Point-annotation data
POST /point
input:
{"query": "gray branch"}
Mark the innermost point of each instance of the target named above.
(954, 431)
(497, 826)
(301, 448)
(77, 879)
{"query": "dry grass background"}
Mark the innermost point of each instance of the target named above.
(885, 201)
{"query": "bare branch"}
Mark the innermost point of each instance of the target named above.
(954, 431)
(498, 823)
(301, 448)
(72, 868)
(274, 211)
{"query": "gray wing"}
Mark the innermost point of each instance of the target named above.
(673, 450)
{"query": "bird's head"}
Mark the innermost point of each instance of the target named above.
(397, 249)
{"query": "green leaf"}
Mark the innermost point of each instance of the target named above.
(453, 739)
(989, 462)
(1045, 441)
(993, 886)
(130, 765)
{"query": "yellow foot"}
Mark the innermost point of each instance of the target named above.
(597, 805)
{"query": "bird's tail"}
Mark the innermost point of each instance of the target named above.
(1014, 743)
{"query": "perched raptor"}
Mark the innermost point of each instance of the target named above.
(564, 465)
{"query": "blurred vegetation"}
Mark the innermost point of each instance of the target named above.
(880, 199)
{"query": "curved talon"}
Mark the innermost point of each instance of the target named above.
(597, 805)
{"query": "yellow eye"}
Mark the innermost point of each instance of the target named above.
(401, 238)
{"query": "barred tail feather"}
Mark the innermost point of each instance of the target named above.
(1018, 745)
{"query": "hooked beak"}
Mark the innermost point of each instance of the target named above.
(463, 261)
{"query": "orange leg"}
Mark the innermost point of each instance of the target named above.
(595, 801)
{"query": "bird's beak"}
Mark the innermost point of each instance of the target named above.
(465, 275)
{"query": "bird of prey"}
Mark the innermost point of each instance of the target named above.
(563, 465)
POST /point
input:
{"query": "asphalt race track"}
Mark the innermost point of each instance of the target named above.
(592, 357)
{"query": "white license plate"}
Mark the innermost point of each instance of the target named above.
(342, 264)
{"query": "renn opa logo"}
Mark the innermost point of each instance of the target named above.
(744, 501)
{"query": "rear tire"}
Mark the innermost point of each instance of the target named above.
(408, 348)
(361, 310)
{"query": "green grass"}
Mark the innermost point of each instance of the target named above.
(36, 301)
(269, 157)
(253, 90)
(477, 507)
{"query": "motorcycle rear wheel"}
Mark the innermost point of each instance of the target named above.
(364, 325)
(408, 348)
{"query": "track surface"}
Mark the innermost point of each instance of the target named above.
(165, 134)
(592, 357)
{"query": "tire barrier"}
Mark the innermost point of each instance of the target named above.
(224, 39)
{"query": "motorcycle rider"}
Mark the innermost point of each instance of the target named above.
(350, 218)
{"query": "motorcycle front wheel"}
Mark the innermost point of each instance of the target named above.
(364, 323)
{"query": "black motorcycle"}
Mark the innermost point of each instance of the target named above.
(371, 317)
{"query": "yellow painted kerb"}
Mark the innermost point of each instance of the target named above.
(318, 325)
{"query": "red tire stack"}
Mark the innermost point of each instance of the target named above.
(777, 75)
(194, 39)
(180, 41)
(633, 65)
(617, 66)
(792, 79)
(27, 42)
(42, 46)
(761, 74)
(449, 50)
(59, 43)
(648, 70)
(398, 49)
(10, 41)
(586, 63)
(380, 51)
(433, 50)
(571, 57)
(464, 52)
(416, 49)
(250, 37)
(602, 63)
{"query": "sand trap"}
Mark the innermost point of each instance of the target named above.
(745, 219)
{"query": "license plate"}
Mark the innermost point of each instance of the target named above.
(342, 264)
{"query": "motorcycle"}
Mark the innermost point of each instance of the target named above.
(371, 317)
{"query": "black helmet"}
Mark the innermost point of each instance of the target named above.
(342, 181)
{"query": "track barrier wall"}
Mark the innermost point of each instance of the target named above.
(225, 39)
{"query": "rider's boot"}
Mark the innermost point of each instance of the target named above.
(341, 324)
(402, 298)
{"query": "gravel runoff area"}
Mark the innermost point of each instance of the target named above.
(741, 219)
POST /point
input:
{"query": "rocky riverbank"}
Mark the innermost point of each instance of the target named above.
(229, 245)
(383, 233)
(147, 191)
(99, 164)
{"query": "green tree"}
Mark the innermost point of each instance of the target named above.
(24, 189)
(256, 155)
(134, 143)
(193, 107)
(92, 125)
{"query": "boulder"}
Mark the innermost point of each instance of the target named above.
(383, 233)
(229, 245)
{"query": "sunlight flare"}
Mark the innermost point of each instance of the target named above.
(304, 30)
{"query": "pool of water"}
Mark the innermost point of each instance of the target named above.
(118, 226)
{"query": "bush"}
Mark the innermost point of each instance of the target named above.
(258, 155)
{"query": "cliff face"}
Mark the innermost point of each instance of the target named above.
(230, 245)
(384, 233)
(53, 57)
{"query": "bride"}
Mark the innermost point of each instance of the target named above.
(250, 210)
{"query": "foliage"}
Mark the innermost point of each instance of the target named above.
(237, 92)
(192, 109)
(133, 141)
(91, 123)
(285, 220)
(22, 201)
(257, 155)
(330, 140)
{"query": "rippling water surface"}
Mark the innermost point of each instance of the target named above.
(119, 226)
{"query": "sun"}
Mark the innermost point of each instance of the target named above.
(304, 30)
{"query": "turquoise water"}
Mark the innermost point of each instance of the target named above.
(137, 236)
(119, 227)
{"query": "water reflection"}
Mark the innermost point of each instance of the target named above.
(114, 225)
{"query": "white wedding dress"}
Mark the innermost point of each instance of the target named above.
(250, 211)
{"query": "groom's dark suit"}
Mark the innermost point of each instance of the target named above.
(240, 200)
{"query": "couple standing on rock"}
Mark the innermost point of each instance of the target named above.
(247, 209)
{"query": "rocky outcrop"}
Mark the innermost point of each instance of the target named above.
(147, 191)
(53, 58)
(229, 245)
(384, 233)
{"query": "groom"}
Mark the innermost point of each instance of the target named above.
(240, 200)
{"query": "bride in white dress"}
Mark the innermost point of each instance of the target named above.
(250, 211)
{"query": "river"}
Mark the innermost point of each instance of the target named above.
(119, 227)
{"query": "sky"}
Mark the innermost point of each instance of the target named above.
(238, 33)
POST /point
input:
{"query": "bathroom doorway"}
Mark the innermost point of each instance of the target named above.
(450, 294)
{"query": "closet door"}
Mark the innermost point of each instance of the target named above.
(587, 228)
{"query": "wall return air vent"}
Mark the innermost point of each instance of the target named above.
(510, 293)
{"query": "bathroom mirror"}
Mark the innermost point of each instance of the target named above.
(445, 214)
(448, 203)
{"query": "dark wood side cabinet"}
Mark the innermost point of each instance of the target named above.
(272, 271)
--
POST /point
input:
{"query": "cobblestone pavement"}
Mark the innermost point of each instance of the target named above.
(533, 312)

§ SHORT TASK: Show every line of the items above that contains the string "plate", matching case exactly.

§ SOLUTION TO THIS PROBLEM:
{"query": "white license plate"}
{"query": "license plate"}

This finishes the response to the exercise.